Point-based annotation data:
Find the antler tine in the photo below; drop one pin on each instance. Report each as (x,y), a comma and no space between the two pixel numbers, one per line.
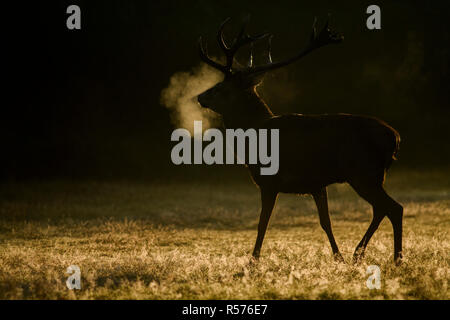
(203,52)
(250,60)
(269,49)
(325,37)
(220,38)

Set problem >>
Convert every line of the rows above into a JSON list of strings, one string per line, omitting blank lines. Leave the pictures out of the result.

Reply to the task >>
[
  "Find the antler tine in the photo below; drop one pin on each instance. Report each as (x,y), a comma and no space between the two pixel numbers, one per line.",
  "(203,52)",
  "(250,60)",
  "(269,49)",
  "(325,37)",
  "(220,38)"
]